:: Selected text ::

Therapeutic failure of benznidazole (BZ) is widely documented in Chagas disease and has been primarily associated with variations in the drug susceptibility of Trypanosoma cruzi
strains. In humans, therapeutic success has been assessed by the negativation of anti-T. cruzi
antibodies, a process that may take up to 10 years. A protocol for early screening of the drug resistance of infective strains would be valuable for orienting physicians towards alternative therapies, with a combination of existing drugs or new anti-T. cruzi
agents. We developed a procedure that couples the isolation of parasites by haemoculture with quantification of BZ susceptibility in the resultant epimastigote forms. BZ activity was standardized with reference strains, which showed IC50
to BZ between 7.6-32 μM. The assay was then applied to isolates from seven chronic patients prior to administration of BZ therapy. The IC50
of the strains varied from 15.6 ± 3-51.4 ± 1 μM. Comparison of BZ susceptibility of the pre-treatment isolates of patients considered cured by several criteria and of non-cured patients indicates that the assay does not predict therapeutic outcome. A two-fold increase in BZ resistance in the post-treatment isolates of two patients was verified. Based on the profile of nine microsatellite loci, sub-population selection in non-cured patients was ruled out.

Entries drawn from a collection
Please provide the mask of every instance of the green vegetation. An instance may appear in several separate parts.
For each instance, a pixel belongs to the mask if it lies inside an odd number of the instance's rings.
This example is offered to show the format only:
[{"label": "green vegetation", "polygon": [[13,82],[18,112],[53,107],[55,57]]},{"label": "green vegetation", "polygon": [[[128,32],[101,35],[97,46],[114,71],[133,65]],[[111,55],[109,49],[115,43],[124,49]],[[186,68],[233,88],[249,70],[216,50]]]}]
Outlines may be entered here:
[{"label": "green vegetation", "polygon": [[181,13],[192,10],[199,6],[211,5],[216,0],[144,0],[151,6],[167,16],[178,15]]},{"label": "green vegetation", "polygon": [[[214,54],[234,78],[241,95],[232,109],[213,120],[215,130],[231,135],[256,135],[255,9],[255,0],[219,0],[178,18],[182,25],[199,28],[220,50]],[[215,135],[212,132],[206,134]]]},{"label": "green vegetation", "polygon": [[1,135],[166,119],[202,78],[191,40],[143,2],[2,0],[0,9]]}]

:: Work request ::
According to the text on benznidazole susceptibility, what range of IC50 values to benznidazole did the reference strains show? The records are independent material with no connection to the passage.

:: Task response ::
Between 7.6 and 32 μM.